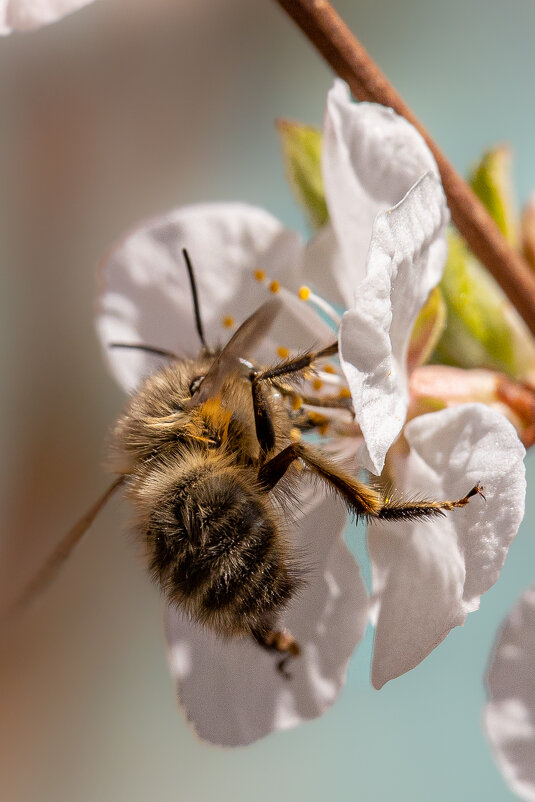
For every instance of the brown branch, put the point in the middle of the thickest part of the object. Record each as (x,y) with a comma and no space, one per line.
(348,58)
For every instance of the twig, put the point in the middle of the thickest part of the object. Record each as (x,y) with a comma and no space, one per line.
(348,58)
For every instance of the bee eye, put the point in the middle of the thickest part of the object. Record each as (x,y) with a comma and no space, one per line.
(195,384)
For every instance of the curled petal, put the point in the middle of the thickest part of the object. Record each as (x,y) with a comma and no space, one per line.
(371,158)
(510,709)
(23,15)
(241,255)
(231,690)
(427,576)
(405,262)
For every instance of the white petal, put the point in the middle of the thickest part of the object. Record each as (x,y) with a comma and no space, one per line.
(371,158)
(146,297)
(510,710)
(429,575)
(406,259)
(326,270)
(231,690)
(23,15)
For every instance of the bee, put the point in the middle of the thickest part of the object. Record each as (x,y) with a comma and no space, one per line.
(208,455)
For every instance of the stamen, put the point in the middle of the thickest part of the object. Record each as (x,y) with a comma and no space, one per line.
(330,378)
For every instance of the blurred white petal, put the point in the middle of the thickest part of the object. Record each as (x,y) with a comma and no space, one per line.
(427,576)
(24,15)
(405,262)
(371,158)
(231,690)
(510,710)
(146,298)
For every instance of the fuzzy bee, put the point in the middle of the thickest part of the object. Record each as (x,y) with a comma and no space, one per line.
(209,453)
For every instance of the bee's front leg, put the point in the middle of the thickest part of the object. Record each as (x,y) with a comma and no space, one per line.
(278,640)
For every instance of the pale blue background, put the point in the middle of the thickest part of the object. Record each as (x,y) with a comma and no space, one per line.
(109,117)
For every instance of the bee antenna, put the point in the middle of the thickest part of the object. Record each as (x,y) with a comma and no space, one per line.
(196,308)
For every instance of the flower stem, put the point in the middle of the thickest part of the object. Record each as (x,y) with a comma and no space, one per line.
(348,58)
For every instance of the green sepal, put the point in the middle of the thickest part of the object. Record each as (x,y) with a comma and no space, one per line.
(301,151)
(491,181)
(483,328)
(428,329)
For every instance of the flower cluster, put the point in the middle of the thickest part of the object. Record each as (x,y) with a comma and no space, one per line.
(377,260)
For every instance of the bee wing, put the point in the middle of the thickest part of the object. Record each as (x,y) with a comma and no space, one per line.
(249,334)
(63,550)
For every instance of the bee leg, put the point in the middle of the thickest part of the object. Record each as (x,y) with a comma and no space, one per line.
(265,432)
(281,641)
(296,364)
(263,424)
(398,509)
(360,498)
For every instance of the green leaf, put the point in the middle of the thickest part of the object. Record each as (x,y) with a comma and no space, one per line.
(483,329)
(301,150)
(492,183)
(427,330)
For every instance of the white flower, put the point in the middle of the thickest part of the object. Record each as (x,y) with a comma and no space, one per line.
(24,15)
(378,260)
(510,710)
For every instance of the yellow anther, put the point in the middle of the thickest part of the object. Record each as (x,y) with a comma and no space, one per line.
(317,418)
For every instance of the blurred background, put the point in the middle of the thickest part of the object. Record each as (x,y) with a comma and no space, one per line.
(123,110)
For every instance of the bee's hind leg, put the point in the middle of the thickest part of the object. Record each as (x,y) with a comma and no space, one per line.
(278,640)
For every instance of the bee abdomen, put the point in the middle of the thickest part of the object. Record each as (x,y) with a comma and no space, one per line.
(217,551)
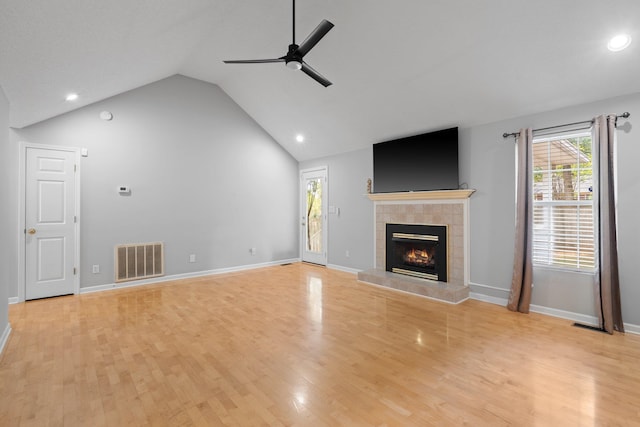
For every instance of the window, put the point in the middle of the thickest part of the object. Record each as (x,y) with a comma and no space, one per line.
(563,205)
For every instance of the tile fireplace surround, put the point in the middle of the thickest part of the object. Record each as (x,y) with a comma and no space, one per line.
(450,208)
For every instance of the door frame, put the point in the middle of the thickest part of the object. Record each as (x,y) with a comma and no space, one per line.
(22,209)
(325,210)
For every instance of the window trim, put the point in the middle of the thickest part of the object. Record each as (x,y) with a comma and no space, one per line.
(547,137)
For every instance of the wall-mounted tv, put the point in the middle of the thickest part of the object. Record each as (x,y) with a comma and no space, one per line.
(417,163)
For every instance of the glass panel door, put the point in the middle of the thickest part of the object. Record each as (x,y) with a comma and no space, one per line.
(314,218)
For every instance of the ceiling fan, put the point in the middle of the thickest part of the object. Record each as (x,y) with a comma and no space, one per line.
(294,57)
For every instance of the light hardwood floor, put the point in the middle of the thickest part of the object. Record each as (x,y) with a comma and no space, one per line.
(301,345)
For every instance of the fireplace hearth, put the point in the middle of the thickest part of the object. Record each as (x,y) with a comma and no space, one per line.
(417,250)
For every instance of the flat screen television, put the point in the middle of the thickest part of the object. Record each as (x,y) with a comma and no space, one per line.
(417,163)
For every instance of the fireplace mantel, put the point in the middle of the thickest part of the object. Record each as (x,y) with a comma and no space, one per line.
(422,195)
(445,207)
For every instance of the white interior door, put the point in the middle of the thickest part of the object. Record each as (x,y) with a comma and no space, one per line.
(50,230)
(313,189)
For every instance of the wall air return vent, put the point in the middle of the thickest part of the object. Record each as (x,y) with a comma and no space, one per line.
(139,261)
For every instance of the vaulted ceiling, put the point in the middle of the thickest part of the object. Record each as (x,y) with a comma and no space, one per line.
(397,67)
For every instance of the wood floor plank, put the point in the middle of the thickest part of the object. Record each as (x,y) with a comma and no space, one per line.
(301,345)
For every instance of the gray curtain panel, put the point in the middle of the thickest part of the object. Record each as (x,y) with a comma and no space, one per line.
(607,283)
(520,296)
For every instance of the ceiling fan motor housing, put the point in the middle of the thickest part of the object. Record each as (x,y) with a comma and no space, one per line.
(293,59)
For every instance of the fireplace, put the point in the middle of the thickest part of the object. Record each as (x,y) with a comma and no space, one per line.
(417,250)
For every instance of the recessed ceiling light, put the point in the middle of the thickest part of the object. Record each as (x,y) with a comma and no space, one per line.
(619,42)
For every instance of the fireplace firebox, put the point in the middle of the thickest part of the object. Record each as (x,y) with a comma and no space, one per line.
(417,250)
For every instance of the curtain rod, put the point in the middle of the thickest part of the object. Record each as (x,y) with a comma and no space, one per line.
(624,115)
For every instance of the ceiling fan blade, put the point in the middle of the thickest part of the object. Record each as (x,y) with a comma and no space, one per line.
(315,75)
(316,35)
(254,61)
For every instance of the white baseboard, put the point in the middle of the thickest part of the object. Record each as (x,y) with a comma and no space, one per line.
(487,298)
(5,337)
(345,269)
(100,288)
(576,317)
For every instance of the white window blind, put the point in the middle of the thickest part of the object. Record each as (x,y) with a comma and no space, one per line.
(563,204)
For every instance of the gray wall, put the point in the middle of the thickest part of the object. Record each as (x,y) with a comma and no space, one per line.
(205,179)
(6,242)
(352,229)
(487,164)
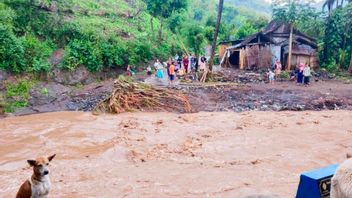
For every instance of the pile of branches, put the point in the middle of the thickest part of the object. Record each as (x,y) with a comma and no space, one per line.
(129,96)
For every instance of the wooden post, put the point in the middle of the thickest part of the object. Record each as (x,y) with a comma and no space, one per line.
(216,32)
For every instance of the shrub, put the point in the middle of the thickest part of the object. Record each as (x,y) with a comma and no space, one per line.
(139,51)
(36,53)
(11,50)
(17,95)
(330,65)
(114,53)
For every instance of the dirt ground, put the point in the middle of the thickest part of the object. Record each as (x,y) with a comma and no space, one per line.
(173,155)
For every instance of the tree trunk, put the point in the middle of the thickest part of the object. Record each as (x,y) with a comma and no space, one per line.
(216,32)
(161,30)
(290,49)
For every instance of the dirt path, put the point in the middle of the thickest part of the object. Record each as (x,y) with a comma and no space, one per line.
(172,155)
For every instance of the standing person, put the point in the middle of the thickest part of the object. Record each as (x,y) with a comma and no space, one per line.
(271,76)
(307,74)
(177,57)
(157,64)
(196,63)
(159,71)
(202,65)
(128,70)
(300,74)
(149,70)
(172,73)
(278,68)
(186,63)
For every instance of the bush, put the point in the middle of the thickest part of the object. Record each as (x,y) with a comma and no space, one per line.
(17,95)
(11,50)
(83,52)
(330,65)
(37,53)
(139,51)
(114,53)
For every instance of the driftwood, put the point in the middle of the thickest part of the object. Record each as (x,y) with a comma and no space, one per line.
(130,96)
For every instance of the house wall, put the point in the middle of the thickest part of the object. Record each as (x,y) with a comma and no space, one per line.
(258,57)
(222,50)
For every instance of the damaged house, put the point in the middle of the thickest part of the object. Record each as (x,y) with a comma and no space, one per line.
(262,49)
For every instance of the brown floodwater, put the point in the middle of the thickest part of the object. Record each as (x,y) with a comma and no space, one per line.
(173,155)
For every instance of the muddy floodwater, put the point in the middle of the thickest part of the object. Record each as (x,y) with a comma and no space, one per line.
(173,155)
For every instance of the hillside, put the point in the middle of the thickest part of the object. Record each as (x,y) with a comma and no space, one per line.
(93,33)
(258,6)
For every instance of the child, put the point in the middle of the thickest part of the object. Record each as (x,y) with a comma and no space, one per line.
(271,76)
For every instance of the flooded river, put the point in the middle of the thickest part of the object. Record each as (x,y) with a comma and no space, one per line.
(173,155)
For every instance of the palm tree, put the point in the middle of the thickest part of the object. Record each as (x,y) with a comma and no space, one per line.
(330,5)
(216,32)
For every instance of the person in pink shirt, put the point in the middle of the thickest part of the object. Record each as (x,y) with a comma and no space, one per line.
(185,63)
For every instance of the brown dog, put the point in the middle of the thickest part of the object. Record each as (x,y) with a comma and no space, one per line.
(38,185)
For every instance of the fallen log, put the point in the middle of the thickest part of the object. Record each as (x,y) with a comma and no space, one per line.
(129,96)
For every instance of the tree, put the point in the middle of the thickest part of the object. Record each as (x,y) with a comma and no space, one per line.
(330,5)
(195,36)
(163,9)
(287,11)
(216,32)
(292,12)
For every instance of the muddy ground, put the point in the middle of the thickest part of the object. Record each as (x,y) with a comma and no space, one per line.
(250,154)
(237,91)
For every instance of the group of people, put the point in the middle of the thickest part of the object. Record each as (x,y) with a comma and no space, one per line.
(178,66)
(302,73)
(187,63)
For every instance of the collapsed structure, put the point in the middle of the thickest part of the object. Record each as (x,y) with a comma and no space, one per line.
(263,49)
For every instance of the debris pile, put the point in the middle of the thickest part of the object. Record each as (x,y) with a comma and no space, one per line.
(128,96)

> _Work order_:
Having found the line that contains "For every instance of the fallen", set down that line and all the rest through the end of the records, exactly.

> _Exercise answer_:
For every instance of the fallen log, put the point in the middle of the thickest part of the object. Record each as (x,y) with a comma and no space, one per line.
(129,96)
For every instance of the tree, put the point in the middle of the thickest part of the object. Record each as (x,y) with a comma and no space, one per line.
(330,5)
(195,36)
(163,9)
(287,11)
(216,32)
(292,12)
For every instance of the muddy ground, put the point in the middle of the thickest part of the object. Record each as (x,y) with a comma and no space, one per line.
(250,154)
(237,91)
For every instance of the group of people, put the point in the middle of the thickest part of the object. Record each as (x,y) with a comma and no space, one per line.
(178,66)
(302,73)
(187,63)
For every instance of the collapsed structure, put the point in the middle of the thickest part of the object. Record each as (x,y) with a comma and no space, one per line.
(263,49)
For every instance of the debris pile, put the point in the middle of the thickest part of the object. Record each as (x,y) with a comma and no space, one per line.
(128,96)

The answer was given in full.